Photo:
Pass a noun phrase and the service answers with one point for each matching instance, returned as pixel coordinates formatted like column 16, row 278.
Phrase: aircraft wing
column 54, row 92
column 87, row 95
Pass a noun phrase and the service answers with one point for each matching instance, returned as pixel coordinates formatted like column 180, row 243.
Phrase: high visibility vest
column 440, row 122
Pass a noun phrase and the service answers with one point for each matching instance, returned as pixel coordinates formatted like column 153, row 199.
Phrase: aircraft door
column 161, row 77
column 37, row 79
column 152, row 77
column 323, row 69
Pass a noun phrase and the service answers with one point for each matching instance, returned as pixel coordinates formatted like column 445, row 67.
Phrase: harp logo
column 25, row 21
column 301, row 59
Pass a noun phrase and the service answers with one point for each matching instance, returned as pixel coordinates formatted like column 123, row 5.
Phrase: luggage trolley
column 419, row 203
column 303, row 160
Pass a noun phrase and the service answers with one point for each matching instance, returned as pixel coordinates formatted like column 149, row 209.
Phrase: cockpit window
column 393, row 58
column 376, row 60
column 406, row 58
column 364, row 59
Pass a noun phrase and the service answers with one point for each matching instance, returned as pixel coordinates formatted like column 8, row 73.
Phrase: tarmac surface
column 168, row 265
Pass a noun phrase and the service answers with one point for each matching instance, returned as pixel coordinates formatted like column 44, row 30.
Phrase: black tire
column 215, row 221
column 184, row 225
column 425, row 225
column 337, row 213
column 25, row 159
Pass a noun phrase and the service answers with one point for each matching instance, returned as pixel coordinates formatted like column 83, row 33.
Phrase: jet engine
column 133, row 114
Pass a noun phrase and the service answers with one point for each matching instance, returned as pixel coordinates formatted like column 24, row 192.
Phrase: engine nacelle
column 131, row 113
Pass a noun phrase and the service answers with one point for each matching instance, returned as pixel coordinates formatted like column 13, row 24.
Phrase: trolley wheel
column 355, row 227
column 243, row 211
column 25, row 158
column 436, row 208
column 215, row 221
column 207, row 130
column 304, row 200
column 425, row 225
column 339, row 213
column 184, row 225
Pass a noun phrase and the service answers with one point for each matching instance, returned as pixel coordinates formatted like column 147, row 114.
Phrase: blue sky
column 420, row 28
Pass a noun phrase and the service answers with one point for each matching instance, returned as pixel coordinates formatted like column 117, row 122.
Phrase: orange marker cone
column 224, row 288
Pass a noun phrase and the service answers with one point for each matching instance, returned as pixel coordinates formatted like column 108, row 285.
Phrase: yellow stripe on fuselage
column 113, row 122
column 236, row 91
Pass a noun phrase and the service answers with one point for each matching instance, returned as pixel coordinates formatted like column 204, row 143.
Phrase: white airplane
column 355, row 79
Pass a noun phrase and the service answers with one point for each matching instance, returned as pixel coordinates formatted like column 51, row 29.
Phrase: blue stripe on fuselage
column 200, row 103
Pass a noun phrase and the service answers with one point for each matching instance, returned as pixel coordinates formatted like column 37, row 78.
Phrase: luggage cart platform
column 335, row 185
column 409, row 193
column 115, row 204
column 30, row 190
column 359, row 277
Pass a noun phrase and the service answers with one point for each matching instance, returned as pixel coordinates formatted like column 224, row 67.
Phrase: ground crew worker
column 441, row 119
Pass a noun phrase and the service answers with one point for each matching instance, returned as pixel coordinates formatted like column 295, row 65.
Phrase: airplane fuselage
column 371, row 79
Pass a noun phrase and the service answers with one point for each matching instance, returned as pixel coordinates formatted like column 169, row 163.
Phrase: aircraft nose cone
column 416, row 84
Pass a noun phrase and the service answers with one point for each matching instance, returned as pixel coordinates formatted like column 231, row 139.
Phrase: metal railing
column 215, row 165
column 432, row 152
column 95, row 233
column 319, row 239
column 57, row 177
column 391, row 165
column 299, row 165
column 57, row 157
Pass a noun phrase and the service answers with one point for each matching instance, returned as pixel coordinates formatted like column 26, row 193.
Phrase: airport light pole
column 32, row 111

....

Your objective:
Rewrite all of the rows above, replacing each occurrence of "service" with "system" and leaving everything else unchanged.

Worked solution:
Photo:
Pass a noun phrase and the system answers with one point for each matching instance, returned as pixel coordinates formatted like column 16, row 278.
Phrase: aircraft wing
column 54, row 92
column 87, row 95
Pass a noun phrase and the system answers with one point for each matching instance, returned as pixel coordinates formatted like column 180, row 243.
Phrase: high visibility vest
column 440, row 122
Pass a noun phrase and the system answers with one point for each matching instance, returned as pixel coordinates formatted like column 153, row 199.
Phrase: aircraft door
column 161, row 77
column 37, row 79
column 152, row 77
column 323, row 69
Pass a noun phrase and the system answers with one point for each matching instance, returned as pixel coordinates formatted like column 445, row 67.
Phrase: harp logo
column 25, row 21
column 301, row 59
Pass a noun phrase and the system answers with one point for each matching instance, returned as pixel coordinates formatted like column 123, row 5.
Phrase: luggage trolley
column 419, row 203
column 303, row 160
Pass a noun phrase and the system answers with one point for each matching instance, returned as pixel coordinates formatted like column 149, row 209.
Phrase: cockpit window
column 393, row 58
column 376, row 60
column 406, row 58
column 364, row 59
Pass a noun phrase and the system answers with one point for each matching instance, returned as pixel coordinates formatted like column 8, row 73.
Phrase: tarmac surface
column 168, row 265
Pass a noun phrase and the system answers with one point for each matching instance, returned as pixel coordinates formatted like column 44, row 30.
Phrase: black tire
column 215, row 221
column 184, row 225
column 425, row 225
column 337, row 213
column 25, row 159
Pass a noun phrase and the system answers with one point for each matching instance, returned as pixel coordinates formatted like column 83, row 33.
Phrase: jet engine
column 133, row 114
Pass a noun phrase and the system answers with one point for each matching instance, returned as pixel coordinates formatted like column 24, row 192.
Phrase: engine nacelle
column 131, row 113
Pass a noun phrase and the system answers with one point for each matching instance, returned as pixel coordinates formatted like column 13, row 24.
Phrase: trolley wheel
column 355, row 227
column 243, row 211
column 25, row 158
column 436, row 208
column 215, row 221
column 207, row 130
column 304, row 200
column 425, row 225
column 339, row 213
column 184, row 225
Pass a noun phrase and the system answers with one point for each matching instance, returned as pixel coordinates formatted like column 147, row 114.
Phrase: blue sky
column 420, row 28
Pass a noun phrase and the system answers with one point for each matching instance, returned as pixel coordinates formatted like column 117, row 122.
Phrase: orange marker cone
column 224, row 288
Pass a noun phrase and the system answers with one point for each matching instance, returned as pixel coordinates formatted like column 108, row 285.
Phrase: yellow stripe on fuselage
column 113, row 122
column 236, row 91
Pass a noun phrase and the system answers with one point for each matching instance, returned as pixel coordinates formatted like column 204, row 143.
Phrase: white airplane
column 355, row 79
Pass a noun phrase and the system answers with one point for each matching instance, returned as pixel coordinates formatted like column 51, row 29.
Phrase: blue stripe on fuselage
column 200, row 103
Pass a noun phrase and the system answers with one point for each matching instance, returned as pixel coordinates formatted like column 37, row 78.
Phrase: luggage cart platform
column 335, row 185
column 409, row 193
column 115, row 204
column 30, row 190
column 359, row 277
Pass a noun phrase and the system answers with one point for each matching instance, returned as pixel coordinates formatted like column 224, row 67.
Phrase: ground crew worker
column 441, row 119
Pass a noun phrase and the system answers with one point for each matching instance, returned as pixel coordinates formatted like column 295, row 65.
Phrase: airplane fuselage
column 371, row 79
Pass a noun phrase and the system answers with one point for each matching instance, returned as pixel coordinates formatted like column 169, row 163.
Phrase: aircraft nose cone
column 416, row 84
Pass a noun phrase and the system answers with one point for each matching instance, returned as pixel coordinates formatted like column 231, row 139.
Phrase: metal railing
column 215, row 165
column 432, row 152
column 95, row 233
column 319, row 239
column 57, row 177
column 391, row 165
column 299, row 165
column 57, row 157
Pass a noun phrase and the system answers with one point for each matching instance, returned as pixel coordinates formatted like column 26, row 193.
Phrase: airport light pole
column 32, row 111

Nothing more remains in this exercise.